- _What to work on_
Would you output the whole listing below, exactly as it reads?

(Dataset excerpts on object pointing)
________________________

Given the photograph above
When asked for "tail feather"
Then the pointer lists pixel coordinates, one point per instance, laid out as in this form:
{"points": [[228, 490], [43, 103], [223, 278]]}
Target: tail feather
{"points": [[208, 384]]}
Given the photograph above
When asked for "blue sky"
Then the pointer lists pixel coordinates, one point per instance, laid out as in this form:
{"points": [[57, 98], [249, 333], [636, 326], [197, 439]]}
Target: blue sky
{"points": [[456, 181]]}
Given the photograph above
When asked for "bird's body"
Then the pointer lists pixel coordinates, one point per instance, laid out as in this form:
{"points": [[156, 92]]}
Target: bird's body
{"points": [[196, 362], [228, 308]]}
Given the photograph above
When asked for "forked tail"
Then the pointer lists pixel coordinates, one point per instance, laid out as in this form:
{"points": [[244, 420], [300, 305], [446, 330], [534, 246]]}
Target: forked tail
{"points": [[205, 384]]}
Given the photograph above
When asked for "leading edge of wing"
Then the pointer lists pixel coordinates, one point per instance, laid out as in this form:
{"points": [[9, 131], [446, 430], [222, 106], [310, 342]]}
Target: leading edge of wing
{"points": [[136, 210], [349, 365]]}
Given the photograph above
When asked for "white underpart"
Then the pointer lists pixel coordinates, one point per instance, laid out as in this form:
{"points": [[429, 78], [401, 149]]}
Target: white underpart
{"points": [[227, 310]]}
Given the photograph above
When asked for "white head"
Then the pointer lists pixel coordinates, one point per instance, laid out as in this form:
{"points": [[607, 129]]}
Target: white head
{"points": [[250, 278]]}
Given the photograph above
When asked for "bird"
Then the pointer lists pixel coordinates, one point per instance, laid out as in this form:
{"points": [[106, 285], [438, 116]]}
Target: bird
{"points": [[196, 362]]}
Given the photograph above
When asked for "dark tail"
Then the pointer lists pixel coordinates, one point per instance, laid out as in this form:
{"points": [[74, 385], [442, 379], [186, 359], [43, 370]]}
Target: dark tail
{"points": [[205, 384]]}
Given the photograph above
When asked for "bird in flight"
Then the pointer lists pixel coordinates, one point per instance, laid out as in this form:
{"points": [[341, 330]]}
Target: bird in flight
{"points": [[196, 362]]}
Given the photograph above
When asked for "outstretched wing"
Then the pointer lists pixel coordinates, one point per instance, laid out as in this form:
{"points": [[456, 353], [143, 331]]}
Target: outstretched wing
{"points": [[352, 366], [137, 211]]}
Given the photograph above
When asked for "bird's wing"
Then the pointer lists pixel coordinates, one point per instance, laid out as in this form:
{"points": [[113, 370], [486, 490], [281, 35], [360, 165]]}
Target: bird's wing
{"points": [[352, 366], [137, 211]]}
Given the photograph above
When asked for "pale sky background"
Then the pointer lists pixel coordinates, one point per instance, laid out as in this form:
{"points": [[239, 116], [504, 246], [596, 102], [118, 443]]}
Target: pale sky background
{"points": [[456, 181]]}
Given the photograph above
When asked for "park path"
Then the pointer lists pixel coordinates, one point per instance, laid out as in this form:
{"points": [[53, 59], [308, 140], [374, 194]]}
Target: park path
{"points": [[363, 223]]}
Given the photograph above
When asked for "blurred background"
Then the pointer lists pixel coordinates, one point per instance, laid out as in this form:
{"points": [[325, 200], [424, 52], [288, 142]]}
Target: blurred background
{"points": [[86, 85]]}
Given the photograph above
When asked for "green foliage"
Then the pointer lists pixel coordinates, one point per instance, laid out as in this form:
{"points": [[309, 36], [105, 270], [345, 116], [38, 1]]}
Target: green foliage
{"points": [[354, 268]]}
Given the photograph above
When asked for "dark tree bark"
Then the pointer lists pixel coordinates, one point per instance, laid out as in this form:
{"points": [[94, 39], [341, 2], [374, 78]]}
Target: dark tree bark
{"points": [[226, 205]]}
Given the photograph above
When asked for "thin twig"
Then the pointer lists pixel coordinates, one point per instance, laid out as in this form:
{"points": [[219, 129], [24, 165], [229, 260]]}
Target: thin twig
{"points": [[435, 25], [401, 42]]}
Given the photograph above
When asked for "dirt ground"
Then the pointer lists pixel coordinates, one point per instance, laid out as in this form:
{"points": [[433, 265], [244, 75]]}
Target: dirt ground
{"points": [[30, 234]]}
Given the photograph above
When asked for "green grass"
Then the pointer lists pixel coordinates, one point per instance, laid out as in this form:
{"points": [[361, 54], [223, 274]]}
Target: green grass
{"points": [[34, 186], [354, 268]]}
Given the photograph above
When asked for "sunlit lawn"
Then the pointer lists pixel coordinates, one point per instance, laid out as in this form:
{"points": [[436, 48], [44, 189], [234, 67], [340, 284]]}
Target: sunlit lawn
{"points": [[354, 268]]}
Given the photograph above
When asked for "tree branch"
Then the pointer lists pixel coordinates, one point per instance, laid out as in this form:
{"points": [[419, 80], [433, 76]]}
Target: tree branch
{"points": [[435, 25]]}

________________________

- _The solution_
Given the photograph above
When asked for "tail feather"
Then the pointer lists pixel coordinates, one point per instance, laid out as in this form:
{"points": [[228, 490], [43, 103], [223, 278]]}
Target: tail feather
{"points": [[208, 384]]}
Given the photograph above
When asked for "blue sky"
Then the pointer lists pixel coordinates, one point per instance, laid out as in this form:
{"points": [[57, 98], [249, 333], [636, 326], [197, 439]]}
Target: blue sky
{"points": [[456, 181]]}
Given the photograph above
When asked for "bird's body"
Then the pointer lists pixel coordinates, one point per instance, laid out as in this form:
{"points": [[156, 92]]}
Target: bird's body
{"points": [[196, 362], [228, 308]]}
Given the photograph above
When asked for "forked tail"
Then the pointer lists pixel coordinates, one point per instance, laid out as in this form:
{"points": [[244, 420], [300, 305], [446, 330], [534, 246]]}
Target: forked tail
{"points": [[205, 384]]}
Given the photograph above
When asked for "leading edge of wing"
Then the pointer lists pixel coordinates, one point per instance, laid out as in this form:
{"points": [[9, 131], [446, 430], [222, 106], [310, 342]]}
Target: leading edge of wing
{"points": [[136, 210], [349, 365]]}
Given the photograph above
When asked for "white underpart"
Then the pointer lists pixel coordinates, one point per instance, laid out as in this form:
{"points": [[429, 78], [401, 149]]}
Target: white underpart
{"points": [[227, 310]]}
Given the photograph above
When asked for "white head"
Then the pointer lists pixel coordinates, one point per instance, laid out as in this form:
{"points": [[607, 129]]}
Target: white head
{"points": [[250, 278]]}
Given the photograph above
When asked for "bird"
Then the pointer lists pixel coordinates, one point per instance, laid out as in this form:
{"points": [[106, 285], [438, 116]]}
Target: bird
{"points": [[196, 362]]}
Given the photograph above
When asked for "dark tail"
Then the pointer lists pixel coordinates, one point per instance, laid out as in this form:
{"points": [[74, 385], [442, 379], [186, 359], [43, 370]]}
Target: dark tail
{"points": [[205, 384]]}
Given the photograph above
When asked for "bird in flight"
Then the pointer lists pixel coordinates, one point per instance, laid out as in this form:
{"points": [[341, 330]]}
Target: bird in flight
{"points": [[196, 362]]}
Given the photograph above
When asked for "outstretched wing"
Then the pointer lists pixel coordinates, one point per instance, laid out as in this form:
{"points": [[456, 353], [143, 331]]}
Target: outstretched wing
{"points": [[352, 366], [137, 211]]}
Given the photograph above
When asked for "bird's wing"
Then the pointer lists pixel coordinates, one point per instance, laid out as in this form:
{"points": [[113, 370], [486, 490], [281, 35], [360, 165]]}
Target: bird's wing
{"points": [[352, 366], [137, 211]]}
Given the photograph above
When asked for "pale sky background"
Then the pointer lists pixel coordinates, one point per instance, laid out as in this form:
{"points": [[239, 116], [504, 246], [596, 102], [118, 443]]}
Target: pale sky background
{"points": [[456, 181]]}
Given the photograph above
When asked for "park path"
Then the pointer lists pixel coordinates, one point per instance, laid out as in this form:
{"points": [[53, 59], [308, 140], [374, 194]]}
Target: park path
{"points": [[363, 223]]}
Given the photograph above
When asked for "blurred background"
Then the pointer lists pixel coordinates, one point per instance, laid out as in this form:
{"points": [[325, 200], [424, 52], [288, 142]]}
Target: blurred background
{"points": [[86, 85]]}
Given the photograph above
When asked for "green foliage"
Then the pointer lists pixel coordinates, one point per instance, laid out as in this form:
{"points": [[309, 36], [105, 270], [345, 116], [38, 1]]}
Target: green foliage
{"points": [[354, 268]]}
Given the photograph above
When asked for "dark tree bark"
Then the pointer lists pixel coordinates, one point per instance, laid out as in this form:
{"points": [[94, 39], [341, 2], [374, 78]]}
Target: dark tree bark
{"points": [[226, 205]]}
Given the photograph above
When asked for "thin twig"
Then the pointer lists pixel coordinates, one point per instance, laid out as in this form:
{"points": [[219, 129], [24, 165], [229, 260]]}
Target: thin twig
{"points": [[435, 25], [401, 42]]}
Given the photograph above
When asked for "dirt ground"
Then the pointer lists pixel coordinates, one point per instance, laid out as in this form:
{"points": [[433, 265], [244, 75]]}
Target: dirt ground
{"points": [[30, 234]]}
Given the photograph above
When asked for "green grass"
Then the pointer lists pixel coordinates, one point per instance, laid out as in this form:
{"points": [[361, 54], [223, 274]]}
Target: green grass
{"points": [[34, 186], [354, 268]]}
Given the photograph above
When asked for "sunlit lawn"
Then the pointer lists pixel coordinates, one point per instance, laid out as in this form:
{"points": [[436, 48], [44, 189], [234, 67], [340, 284]]}
Target: sunlit lawn
{"points": [[354, 268]]}
Given the photograph above
When asked for "tree branch"
Then the pointer lists pixel coordinates, one point per instance, laid out as in this form:
{"points": [[419, 80], [433, 76]]}
Target: tree branch
{"points": [[435, 25]]}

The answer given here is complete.